> _DOCUMENT TEXT_:
## begin

Sharing the features of a film script, the novel is compressed into an incredible eight days during which the stories of the central characters are developed in parallel and inter-related sequences through a series of shared and often simultaneous events. The stories are framed against a background of ambition for apparently unattainable wealth. The wealth is squandered by those who have it, the landed McFarland family, the vulgar rich D’Arcy – Twynings and the unselfconsciously rich American officers on leave, Byron and Sherwood, or it is gambled for by those who do not.

Opening with a two-up game in a jammed lift, gambling is the organising activity around which the women’s lives revolve. Luck is maintained as a guiding force in the successes and failures of the characters. Claire’s good luck in winning a fortune turns to bad as her fiancé Nigel loses it all. Mary Parker is unlucky that her abortion is botched, Guinea finally makes her own luck in deciding to marry her childhood sweetheart, Kim.

Section 1 Friday 1 - 97 – Two-up game, Deb and Jack during the depression, Monnie in Kings Cross, Deb and her sister Nolly, bushfires, Monnie in brothel

Section 2 Saturday 99 - 200 – Helen and Alec, the OBNOs ball, Angus’ proposal to Deb

Section 3 Sunday 201 - 309 – Reading and Australian books, Thelma dreams of hotel and marriage, Morgan’s barbeque in hotel room, Kim and Guinea look for Monnie

Section 4 Monday 311 - 416 – Labour Day holiday – Mary pregnant [p313], Dallas and abortion, Stormcloud wins, Deb rejected by McFarland women, romance and death, Monnie arrested

Section 5 Tuesday 417 - 538 – Monnie in prelim court hearing, Mary’s affair, Mary waits for abortion, PickPockettes at play, hotel director’s meet, Lofty in the bar, visiting Aunt Annie, Nigel’s ‘honour’

Section 6 Wednesday 539 - 632 - Monnie remanded to Aunt Annie, p561 Dobell and the Archibald prize, Mary Parker’s abortion [p.565], Sport and Angus meet, DDT, Women’s Temperance Union, Bessie’s story, Deb’s depression story – bank closures, Val and love, Helen and Alec at Luna Park, Claire and Nigel’s big win

Section 7 Thursday 633 - 686 – Ursula spying on the women, Thelma reprimands, Claire stands her ground, Mary dies, Ursula trapped by her own malice, Bessie arrested, Nigel loses the fortune, Val and Guinea stand up for Bessie, Lofty and Billo sort the landlady, friendships tested

Section 8 Friday 687 -711 – Blue wins on lottery ticket, Val bails Bessie from jail, Claire forgives Nigel, Deb decides to leave Jack for Angus, Kim wins a duck and proposes, Meg accepts on the toss of a coin

Student activities

Working in small groups with one ‘day’ per group [8 groups], allocate the reading of single sections within your group.

Record the main characters and events in your section.

Share individual findings in your group to develop a plot outline for your ‘day’.

As a whole group, develop a plot outline for the novel.

Use your experience of creating a group devised plot outline to identify the major characters and events in the novel.

Before completing your reading of the novel, predict the major themes and record them in your reading journal.

## end

> _WHAT YOU WILL DO_:
Extend the study guide on the eight-day novel beyond its final sentence, in the same style.

> _DATASET SECTION_:
## begin

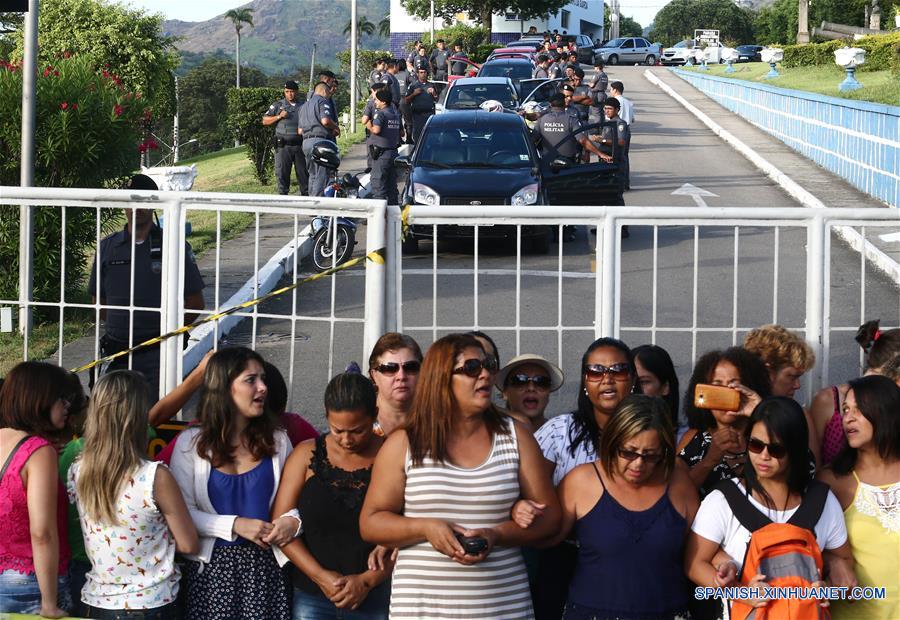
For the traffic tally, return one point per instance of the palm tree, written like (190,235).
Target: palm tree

## end

> _RESULT_:
The more subtle differences between characters, the richness of the humour and the essential vitality of the period are captured in the language of the characters. Guinea’s take-off of Thelma Molesworth p.21 establishes the women’s consciousness of the class differences between them. Elvira’s consistently dropping the leading ‘h’ from where it belongs and replacing it where it does not, "Orizontal hor hotherwise" p. 53, indicates her working class origins and the cockney influence in earlier Australian accents. Blue is marked with his frequent use of slang and arguable grammar "I seen them boys in action up near Markham Valley and I hand it to them. They’re bobbydazzlers." P.584

The use and misuse of language provides an educational class distinction between the women of the beauty salon and the better educated teacher/doctor Dallas MacIntyre and her friends, the country-bred MacFarland’s and the lesser educated Blue, Bessie and Elvira. Mrs D’Arcy-Twyning’s actual origins in outer-suburban Manly are identified in the salon gossip but they are established as her speech breaks down when she is angry.

Elvira’s malapropisms – misuse of words that sounds similar [from Mrs Malaprop in Sheridan’s ‘The Rivals’] – sound very funny but they suggest her attempts to use more complex speech than she is familiar with, "Er kind of goin’s on is anathemia ter me." P.637 [anathema] and reveal her efforts to speak in a more refined manner than she has been born to.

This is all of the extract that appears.